Part of a data file
• • • •
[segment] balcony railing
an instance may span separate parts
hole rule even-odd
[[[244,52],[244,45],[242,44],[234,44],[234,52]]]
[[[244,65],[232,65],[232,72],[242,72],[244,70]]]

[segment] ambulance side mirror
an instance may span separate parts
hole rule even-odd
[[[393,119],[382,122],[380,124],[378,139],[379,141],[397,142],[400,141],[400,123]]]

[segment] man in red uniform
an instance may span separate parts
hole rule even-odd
• • • •
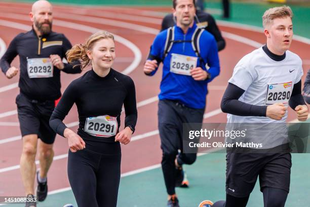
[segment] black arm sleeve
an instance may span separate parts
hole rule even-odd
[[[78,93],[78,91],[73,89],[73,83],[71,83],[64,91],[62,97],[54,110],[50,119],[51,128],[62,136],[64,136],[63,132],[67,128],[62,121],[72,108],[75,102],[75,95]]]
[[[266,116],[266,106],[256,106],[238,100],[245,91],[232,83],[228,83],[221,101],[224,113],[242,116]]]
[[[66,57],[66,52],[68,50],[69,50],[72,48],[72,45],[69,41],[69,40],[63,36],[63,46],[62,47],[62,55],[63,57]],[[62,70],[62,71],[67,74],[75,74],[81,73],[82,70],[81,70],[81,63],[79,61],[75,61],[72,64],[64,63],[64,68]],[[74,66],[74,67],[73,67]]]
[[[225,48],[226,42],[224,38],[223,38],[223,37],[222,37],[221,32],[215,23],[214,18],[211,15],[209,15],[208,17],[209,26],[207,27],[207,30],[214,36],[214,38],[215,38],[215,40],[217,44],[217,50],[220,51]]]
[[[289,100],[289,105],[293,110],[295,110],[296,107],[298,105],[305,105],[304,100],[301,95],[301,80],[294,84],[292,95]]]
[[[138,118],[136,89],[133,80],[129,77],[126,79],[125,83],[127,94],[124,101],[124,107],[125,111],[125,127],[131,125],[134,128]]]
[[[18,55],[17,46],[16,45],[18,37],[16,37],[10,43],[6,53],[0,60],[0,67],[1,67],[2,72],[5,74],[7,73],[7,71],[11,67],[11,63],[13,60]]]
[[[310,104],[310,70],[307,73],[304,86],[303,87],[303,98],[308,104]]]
• • • •
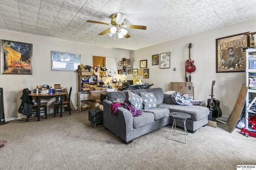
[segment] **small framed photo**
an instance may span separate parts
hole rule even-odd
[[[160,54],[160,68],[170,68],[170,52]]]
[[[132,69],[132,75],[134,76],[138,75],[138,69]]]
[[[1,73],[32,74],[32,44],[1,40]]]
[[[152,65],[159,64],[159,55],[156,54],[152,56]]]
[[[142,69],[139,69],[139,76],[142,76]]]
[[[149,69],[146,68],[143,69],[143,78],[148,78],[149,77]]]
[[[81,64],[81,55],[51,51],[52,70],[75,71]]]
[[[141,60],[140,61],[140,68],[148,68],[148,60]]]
• • • •
▸ **DIRECTIONS FOR THIS TASK**:
Locate every line above that contains the string "segment" and copy each of those lines. The match is case-sensitive.

▸ **THE SOLUTION**:
[segment] balcony railing
[segment] ambulance side mirror
[segment] man in red uniform
[segment] black arm sleeve
[segment] **small framed photo**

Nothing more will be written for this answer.